- SUPPLIED MATERIAL -
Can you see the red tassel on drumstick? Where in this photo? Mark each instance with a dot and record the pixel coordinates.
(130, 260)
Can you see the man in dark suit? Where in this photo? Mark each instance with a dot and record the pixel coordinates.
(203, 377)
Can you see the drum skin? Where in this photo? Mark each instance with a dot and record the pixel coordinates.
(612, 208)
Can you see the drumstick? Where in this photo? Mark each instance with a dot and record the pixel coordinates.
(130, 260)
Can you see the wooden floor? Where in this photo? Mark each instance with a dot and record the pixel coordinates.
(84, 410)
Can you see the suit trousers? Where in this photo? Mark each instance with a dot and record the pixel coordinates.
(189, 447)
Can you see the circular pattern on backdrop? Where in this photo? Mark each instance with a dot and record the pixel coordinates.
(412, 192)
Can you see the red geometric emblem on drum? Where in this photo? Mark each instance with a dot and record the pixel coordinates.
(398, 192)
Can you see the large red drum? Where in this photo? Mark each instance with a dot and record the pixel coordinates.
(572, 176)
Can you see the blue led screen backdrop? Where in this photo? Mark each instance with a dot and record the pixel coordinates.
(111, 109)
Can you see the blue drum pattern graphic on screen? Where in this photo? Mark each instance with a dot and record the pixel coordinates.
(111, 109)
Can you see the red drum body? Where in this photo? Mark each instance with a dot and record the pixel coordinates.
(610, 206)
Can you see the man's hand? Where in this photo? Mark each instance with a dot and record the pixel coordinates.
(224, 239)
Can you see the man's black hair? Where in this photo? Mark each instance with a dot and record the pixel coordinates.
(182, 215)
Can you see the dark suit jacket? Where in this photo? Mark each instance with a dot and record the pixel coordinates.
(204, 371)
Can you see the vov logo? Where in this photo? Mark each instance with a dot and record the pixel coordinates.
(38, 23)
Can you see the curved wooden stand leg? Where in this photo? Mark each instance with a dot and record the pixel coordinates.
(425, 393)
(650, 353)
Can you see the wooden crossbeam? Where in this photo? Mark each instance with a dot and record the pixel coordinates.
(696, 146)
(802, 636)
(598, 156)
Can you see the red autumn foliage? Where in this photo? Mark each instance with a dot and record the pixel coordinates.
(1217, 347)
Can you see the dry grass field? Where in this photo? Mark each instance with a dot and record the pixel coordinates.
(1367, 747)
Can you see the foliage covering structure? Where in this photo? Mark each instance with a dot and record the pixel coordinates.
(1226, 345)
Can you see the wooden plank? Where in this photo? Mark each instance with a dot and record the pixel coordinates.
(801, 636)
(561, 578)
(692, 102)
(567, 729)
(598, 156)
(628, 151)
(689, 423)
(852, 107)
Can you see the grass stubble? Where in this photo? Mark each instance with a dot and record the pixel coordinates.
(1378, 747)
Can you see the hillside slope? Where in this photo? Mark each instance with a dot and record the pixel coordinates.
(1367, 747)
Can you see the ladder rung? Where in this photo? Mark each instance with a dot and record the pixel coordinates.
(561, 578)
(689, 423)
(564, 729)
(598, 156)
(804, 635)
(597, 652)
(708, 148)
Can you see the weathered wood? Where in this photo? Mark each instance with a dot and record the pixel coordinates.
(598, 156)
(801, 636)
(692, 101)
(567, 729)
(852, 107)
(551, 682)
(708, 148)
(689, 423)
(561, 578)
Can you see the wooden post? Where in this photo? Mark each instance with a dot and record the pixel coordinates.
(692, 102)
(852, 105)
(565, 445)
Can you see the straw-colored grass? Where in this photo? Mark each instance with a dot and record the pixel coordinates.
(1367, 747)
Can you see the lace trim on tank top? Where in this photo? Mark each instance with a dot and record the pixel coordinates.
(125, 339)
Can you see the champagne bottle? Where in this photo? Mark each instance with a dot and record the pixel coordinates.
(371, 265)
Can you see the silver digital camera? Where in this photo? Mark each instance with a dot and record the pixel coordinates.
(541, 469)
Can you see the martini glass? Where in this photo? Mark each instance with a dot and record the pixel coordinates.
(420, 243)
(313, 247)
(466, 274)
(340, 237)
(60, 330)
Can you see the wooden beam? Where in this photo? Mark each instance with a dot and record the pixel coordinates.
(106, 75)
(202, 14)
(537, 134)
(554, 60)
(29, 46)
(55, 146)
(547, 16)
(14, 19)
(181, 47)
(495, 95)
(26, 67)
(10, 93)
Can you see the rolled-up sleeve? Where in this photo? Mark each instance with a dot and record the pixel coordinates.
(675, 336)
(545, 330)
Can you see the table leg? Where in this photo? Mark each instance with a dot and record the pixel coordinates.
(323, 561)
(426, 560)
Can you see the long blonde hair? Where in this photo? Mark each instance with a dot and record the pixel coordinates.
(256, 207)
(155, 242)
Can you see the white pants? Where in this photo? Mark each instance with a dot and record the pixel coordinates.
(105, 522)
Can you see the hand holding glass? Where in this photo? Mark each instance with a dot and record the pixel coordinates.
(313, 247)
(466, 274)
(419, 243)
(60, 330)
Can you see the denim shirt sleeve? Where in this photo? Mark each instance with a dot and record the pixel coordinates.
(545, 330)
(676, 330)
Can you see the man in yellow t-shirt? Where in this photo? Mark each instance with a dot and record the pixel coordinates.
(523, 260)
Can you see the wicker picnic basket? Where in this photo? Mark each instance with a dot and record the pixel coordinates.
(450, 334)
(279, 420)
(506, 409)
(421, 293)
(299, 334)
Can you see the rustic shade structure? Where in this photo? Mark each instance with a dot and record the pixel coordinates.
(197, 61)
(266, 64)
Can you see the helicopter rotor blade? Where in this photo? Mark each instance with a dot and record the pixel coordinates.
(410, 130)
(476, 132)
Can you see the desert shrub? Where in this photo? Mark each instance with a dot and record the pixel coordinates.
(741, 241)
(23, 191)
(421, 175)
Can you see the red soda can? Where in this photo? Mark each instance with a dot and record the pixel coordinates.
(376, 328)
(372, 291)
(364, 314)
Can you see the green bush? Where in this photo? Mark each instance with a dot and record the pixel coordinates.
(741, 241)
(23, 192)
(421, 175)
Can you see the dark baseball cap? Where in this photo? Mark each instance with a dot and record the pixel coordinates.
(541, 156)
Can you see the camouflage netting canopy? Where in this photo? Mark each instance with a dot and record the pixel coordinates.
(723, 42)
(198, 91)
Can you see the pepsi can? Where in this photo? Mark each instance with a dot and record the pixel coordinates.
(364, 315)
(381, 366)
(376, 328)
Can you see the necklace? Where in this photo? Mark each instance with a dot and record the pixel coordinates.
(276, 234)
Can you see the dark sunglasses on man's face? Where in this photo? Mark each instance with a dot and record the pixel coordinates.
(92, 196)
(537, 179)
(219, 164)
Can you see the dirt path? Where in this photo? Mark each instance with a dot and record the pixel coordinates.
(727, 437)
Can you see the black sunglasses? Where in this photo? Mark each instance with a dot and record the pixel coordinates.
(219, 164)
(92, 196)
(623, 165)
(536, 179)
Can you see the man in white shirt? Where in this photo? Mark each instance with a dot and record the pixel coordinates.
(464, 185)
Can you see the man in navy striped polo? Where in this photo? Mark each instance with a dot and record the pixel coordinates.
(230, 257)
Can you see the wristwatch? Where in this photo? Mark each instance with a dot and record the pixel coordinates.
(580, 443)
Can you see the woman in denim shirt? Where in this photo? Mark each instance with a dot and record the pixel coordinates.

- STATED EXERCISE -
Extract, exactly, the lines above that begin at the line containing "Can you see the rustic" and end at the final line of the records; add no other text.

- EXERCISE OUTPUT -
Can you see the rustic shade structure? Where in this photo? Mark each instance with a dot and record the pixel coordinates.
(197, 61)
(266, 64)
Can you see the helicopter rotor blade? Where in this photo? Mark each instance with a dot and record the pixel coordinates.
(410, 130)
(476, 132)
Can you see the desert shrub? Where in this photo? Mark each instance with a dot and record the pixel coordinates.
(741, 241)
(23, 191)
(421, 175)
Can you see the red soda can? Where in this photo? Mark each instance with a dot and record the pixel coordinates.
(376, 328)
(372, 291)
(364, 314)
Can you see the green bush? Where in this photo? Mark each instance with a dot and record the pixel coordinates.
(741, 241)
(23, 192)
(421, 175)
Can you see the dark baseball cap? Where in this photo? Mark each instance with a dot and record the pixel coordinates.
(541, 156)
Can you see the camouflage netting canopy? Where in this photo? Mark each instance with a dot and record the pixel coordinates.
(723, 42)
(198, 91)
Can you see the pepsi can? Where in this photo? Mark each instance with a dot and record the pixel coordinates.
(364, 315)
(381, 366)
(376, 328)
Can you see the necklace? Where in this photo? Mark each instance with a dot and record the pixel coordinates.
(276, 234)
Can you see the dark sunglasses on man's face? Where in this photo? Mark each instance with a dot and record the pixel coordinates.
(92, 196)
(537, 179)
(219, 164)
Can you see the dirt path? Where in this photo? Mark each instance with a dot and record the pixel coordinates.
(727, 437)
Can you see the black sunglasses? Where in this photo? Mark each instance with a dot and record the pixel coordinates.
(219, 164)
(92, 196)
(623, 165)
(536, 179)
Can you see the man in white shirt? Where in this photo? Mark each instance with a dot and record the pixel coordinates.
(464, 185)
Can you see the man in navy striped polo? Where in this photo? Mark each instance with a dot and record the pixel coordinates.
(230, 257)
Can you see the wristwatch? Where in this photo? Mark each instance with a dot and record the pixel coordinates.
(580, 443)
Can you see the woman in denim shirt? Where in this photo? Mark each instance with a dot and record the pixel coordinates.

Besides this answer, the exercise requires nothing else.